Page extract =>
* BEGIN *

Luckily we were snug and warm in Crown Lodge. The large stone house was the original home of Coleg Harlech. When larger quarters for the expanding school were obtained, Crown Lodge was turned into a residence for attendees of seminars. We were able to rent the building for a week for a very reasonable price when the Coleg didn’t need it. We were all pleasantly surprised to find our accommodation well above the basic level we had expected. There were eight large double rooms with ensuite bathrooms for the seven couples to choose from and Janet Schom took a single room with a gorgeous view towards the Irish Sea. We had a comfortable sitting room for our pre-dinner snacks and the kitchen had room for all 15 of us to eat together. 

By 4:30 that afternoon our group of Ray and I, David and Suzanne Andrews, Claudia and Neil Carver, Marg and Jack Dunphy, Ginny and Jim Galway, Pat and Bruce Marshall, Cathy and Bill Pawley and Janet Schom, had all arrived. All the women had graduated from Bishop’s University together and two of the husbands had met their wives there. We were to spend the next week together; exploring the area and enjoying cooperatively prepared meals together. Claudia, Neil , Ray and I were the cooks the first night. We had bought ingredients to make Ray’s signature fish chowder and a green salad plus we had fresh pears provided by the owner of a B&B where Pat and Bruce stayed the previous night. We only had to add a few melted dark chocolate bars for a perfect desert. Dinner that night was a happy, noisy affair, aided by quantities of wine, beer and cider, as we all caught up on our lives. I have to say that the standard we set for meals has been met and exceeded since then. 

The rain stopped long enough the next morning for us to explore the town of Harlech and vicinity. With Ray as our guide several of us set off on a short hike across the dunes, a wildflower sanctuary owned by St David’s Golf Club, that cover the area between Harlech Castle and the Sea. It was much too windy to hike along the shore so we stuck to the shelter of the dunes. Later in the day we investigated some of the streets in the upper part of Harlech, in preparation for a longer hike on Monday. Labelled the Ancient Styles Walk, we hiked across sheep paddocks, climbed styles over dry stone walls and held onto our hats at the higher open areas. At least we avoided the rains. There were so many walking paths in the vicinity around Harlech, our appetite for more walks was whetted. There were more styles to climb and more pastures to cross to reach a high point with views of the Irish Sea, Harlech Castle and the Snowdon Mountains.  

Pat, Bruce and I spent an afternoon at Harlech Castle. It isn’t the largest of Edward I castles in Wales but it has the distinction of withstand a seven year siege before falling to the English during the War of the Roses. Built using almost 1,000 English, French and Italian workers between 1283 and 1295 on high cliffs overlooking the Irish Sea, it is a formidable fortress. It changed hands between the Welsh and the English several times until it was conquered by the less defended land side and left in ruins during the Civil War in 1647.

* END *

Written request 1 =>
Please copy the records from their beginning through the line containing "[(207, 37), (206, 47), (239, 47), (241, 44), (239, 38)]", leaving out the pictures.
The records have no connection to the travel account.

Dataset excerpts =>
* BEGIN *

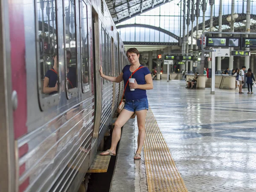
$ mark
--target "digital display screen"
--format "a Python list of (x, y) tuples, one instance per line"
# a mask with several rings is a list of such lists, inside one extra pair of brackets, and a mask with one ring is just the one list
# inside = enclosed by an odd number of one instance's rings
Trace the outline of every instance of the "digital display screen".
[(178, 64), (179, 65), (183, 65), (185, 64), (185, 62), (181, 62), (181, 61), (177, 62), (177, 64)]
[(228, 39), (228, 47), (239, 47), (240, 46), (240, 38), (230, 38)]
[(175, 56), (166, 55), (166, 59), (174, 60), (175, 58)]
[(243, 47), (256, 48), (256, 38), (243, 38)]
[(165, 59), (166, 60), (175, 61), (197, 61), (195, 57), (187, 55), (166, 55)]
[(226, 47), (226, 38), (207, 37), (206, 47)]
[(250, 51), (232, 51), (231, 55), (234, 56), (250, 56)]
[(183, 60), (191, 61), (192, 57), (191, 56), (183, 56), (182, 57)]
[(207, 37), (206, 47), (239, 47), (241, 44), (239, 38)]

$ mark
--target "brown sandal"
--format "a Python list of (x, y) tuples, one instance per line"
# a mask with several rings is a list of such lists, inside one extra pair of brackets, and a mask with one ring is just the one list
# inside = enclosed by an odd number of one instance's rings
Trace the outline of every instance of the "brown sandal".
[(139, 153), (136, 153), (134, 157), (134, 160), (140, 160), (141, 159), (141, 155)]
[[(103, 153), (105, 153), (106, 152), (108, 152), (108, 154), (102, 154)], [(112, 153), (112, 151), (110, 151), (109, 149), (108, 149), (107, 151), (102, 152), (102, 153), (100, 154), (99, 155), (101, 155), (102, 156), (106, 156), (108, 155), (110, 155), (111, 156), (115, 156), (116, 155), (116, 154), (114, 154), (113, 153)]]

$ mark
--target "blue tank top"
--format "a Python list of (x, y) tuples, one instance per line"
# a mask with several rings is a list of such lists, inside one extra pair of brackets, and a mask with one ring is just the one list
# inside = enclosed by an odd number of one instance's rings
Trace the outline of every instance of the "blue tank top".
[[(48, 87), (55, 87), (57, 81), (58, 80), (58, 74), (56, 73), (57, 72), (55, 72), (55, 70), (53, 67), (52, 69), (48, 70), (46, 72), (45, 76), (48, 77), (49, 79), (49, 84)], [(49, 95), (55, 94), (58, 93), (58, 91), (53, 91), (50, 93)]]
[[(122, 72), (123, 73), (123, 79), (124, 80), (124, 84), (125, 87), (126, 82), (129, 78), (131, 76), (131, 71), (130, 70), (130, 65), (126, 65), (123, 69)], [(140, 67), (142, 67), (140, 65)], [(132, 76), (133, 78), (135, 78), (136, 82), (138, 84), (146, 84), (145, 80), (145, 76), (148, 74), (150, 74), (149, 70), (147, 67), (143, 67), (140, 69)], [(147, 93), (146, 90), (143, 90), (140, 89), (135, 89), (134, 91), (130, 90), (130, 87), (129, 87), (129, 83), (127, 84), (125, 91), (125, 97), (126, 101), (131, 101), (135, 99), (140, 99), (147, 98)]]

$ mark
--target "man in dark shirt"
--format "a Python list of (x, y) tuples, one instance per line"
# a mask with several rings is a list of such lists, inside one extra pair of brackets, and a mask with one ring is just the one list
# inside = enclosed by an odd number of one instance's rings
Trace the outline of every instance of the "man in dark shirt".
[(57, 53), (53, 54), (54, 64), (52, 69), (48, 70), (44, 80), (43, 92), (44, 93), (52, 94), (58, 92), (58, 56)]
[(229, 68), (227, 67), (225, 71), (224, 72), (224, 74), (225, 75), (228, 75), (228, 71), (229, 70)]

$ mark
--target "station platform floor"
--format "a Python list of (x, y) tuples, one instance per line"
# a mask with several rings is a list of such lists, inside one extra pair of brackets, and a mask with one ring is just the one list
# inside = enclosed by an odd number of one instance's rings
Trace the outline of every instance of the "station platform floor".
[(133, 159), (138, 128), (130, 119), (110, 192), (256, 191), (256, 94), (185, 86), (154, 81), (142, 159)]

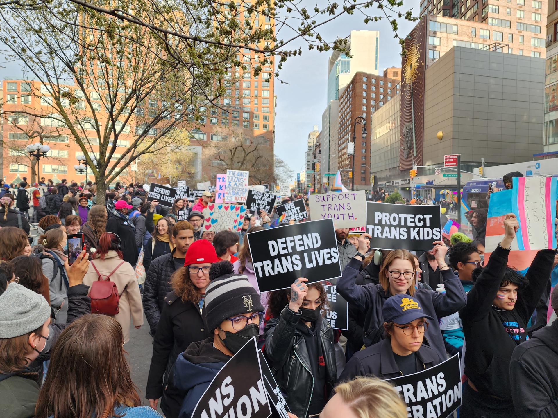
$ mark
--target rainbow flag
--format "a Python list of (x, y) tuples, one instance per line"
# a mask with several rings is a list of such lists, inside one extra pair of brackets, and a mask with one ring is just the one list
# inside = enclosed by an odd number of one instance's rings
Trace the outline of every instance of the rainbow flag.
[(337, 193), (349, 191), (341, 182), (341, 171), (340, 170), (338, 170), (337, 174), (335, 174), (335, 181), (334, 182), (333, 186), (331, 186), (331, 191)]

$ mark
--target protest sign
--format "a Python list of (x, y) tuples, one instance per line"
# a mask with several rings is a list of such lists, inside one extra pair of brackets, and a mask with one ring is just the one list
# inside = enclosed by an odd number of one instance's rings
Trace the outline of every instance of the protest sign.
[(267, 418), (271, 414), (254, 337), (219, 371), (191, 418)]
[(188, 215), (190, 215), (190, 212), (192, 210), (190, 208), (186, 209), (182, 209), (182, 210), (176, 211), (176, 221), (187, 221), (188, 220)]
[(439, 205), (367, 203), (366, 231), (370, 247), (430, 251), (441, 239)]
[(227, 184), (227, 174), (217, 174), (215, 176), (215, 202), (222, 203), (225, 202), (225, 185)]
[(203, 214), (203, 231), (219, 232), (228, 230), (230, 226), (233, 232), (238, 232), (242, 229), (246, 207), (243, 205), (209, 203), (204, 209)]
[(246, 235), (260, 292), (341, 276), (333, 221), (305, 222)]
[(461, 405), (461, 371), (457, 354), (434, 367), (387, 381), (395, 387), (407, 404), (409, 418), (446, 418)]
[(275, 205), (276, 198), (277, 196), (273, 193), (258, 192), (251, 189), (248, 191), (246, 207), (252, 213), (259, 213), (259, 210), (266, 213), (271, 213)]
[(328, 295), (325, 319), (332, 328), (349, 329), (349, 303), (337, 293), (337, 280), (324, 281), (324, 289)]
[(156, 200), (159, 202), (159, 205), (172, 207), (175, 196), (176, 196), (176, 189), (174, 187), (152, 183), (150, 185), (149, 192), (147, 193), (147, 201), (152, 202)]
[(335, 228), (362, 226), (366, 223), (366, 192), (330, 192), (312, 195), (309, 203), (313, 220), (333, 220)]
[(271, 369), (266, 361), (265, 356), (261, 350), (258, 350), (259, 356), (259, 366), (262, 370), (262, 377), (263, 378), (263, 385), (266, 387), (266, 393), (267, 399), (271, 407), (271, 416), (270, 418), (288, 418), (287, 412), (291, 412), (287, 405), (287, 402), (283, 397), (279, 385), (275, 381), (275, 378), (271, 372)]
[(248, 197), (247, 171), (227, 171), (225, 202), (246, 202)]
[(288, 223), (289, 221), (301, 221), (308, 217), (306, 207), (302, 199), (281, 205), (277, 206), (276, 210), (280, 220), (285, 223)]

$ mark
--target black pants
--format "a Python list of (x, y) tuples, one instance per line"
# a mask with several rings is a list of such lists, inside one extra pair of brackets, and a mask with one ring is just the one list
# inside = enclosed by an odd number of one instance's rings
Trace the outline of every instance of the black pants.
[(516, 418), (511, 400), (502, 401), (475, 392), (467, 382), (463, 394), (459, 418)]

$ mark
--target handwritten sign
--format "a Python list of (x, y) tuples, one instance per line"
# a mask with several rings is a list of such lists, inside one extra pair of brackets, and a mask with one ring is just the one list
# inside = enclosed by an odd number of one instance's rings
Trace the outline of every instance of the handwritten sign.
[(227, 171), (225, 186), (225, 202), (246, 202), (248, 197), (248, 172), (239, 170)]
[(225, 185), (227, 184), (227, 174), (217, 174), (215, 177), (215, 202), (222, 203), (225, 202)]
[(309, 203), (312, 219), (331, 218), (335, 228), (360, 227), (366, 223), (365, 191), (312, 195)]
[(246, 207), (243, 205), (228, 203), (209, 203), (204, 209), (204, 226), (203, 231), (214, 231), (219, 232), (227, 231), (230, 227), (233, 232), (242, 229)]

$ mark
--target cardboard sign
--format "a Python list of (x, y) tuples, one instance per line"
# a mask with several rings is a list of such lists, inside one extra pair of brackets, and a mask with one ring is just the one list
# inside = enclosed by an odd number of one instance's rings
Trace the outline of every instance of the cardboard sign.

* END *

Written request 2 =>
According to the travel account, how many workers were used to build Harlech Castle?

Task response 1 =>
$ mark
--target "digital display screen"
--format "a Python list of (x, y) tuples, one instance per line"
# a mask with several rings is a list of such lists, inside one extra pair of brackets, and a mask with one ring is just the one list
# inside = enclosed by an odd number of one instance's rings
Trace the outline of every instance of the "digital display screen".
[(178, 64), (179, 65), (183, 65), (185, 64), (185, 62), (181, 62), (181, 61), (177, 62), (177, 64)]
[(228, 39), (228, 47), (239, 47), (240, 46), (240, 38), (230, 38)]
[(175, 56), (166, 55), (166, 59), (174, 60), (175, 58)]
[(243, 47), (256, 48), (256, 38), (243, 38)]
[(165, 59), (166, 60), (175, 61), (197, 61), (195, 57), (187, 55), (166, 55)]
[(226, 47), (226, 38), (207, 37), (206, 47)]
[(250, 51), (232, 51), (231, 55), (234, 56), (250, 56)]
[(183, 60), (191, 61), (192, 57), (191, 56), (183, 56), (182, 57)]
[(207, 37), (206, 47), (239, 47), (241, 44), (239, 38)]

Task response 2 =>
Almost 1,000 English, French and Italian workers.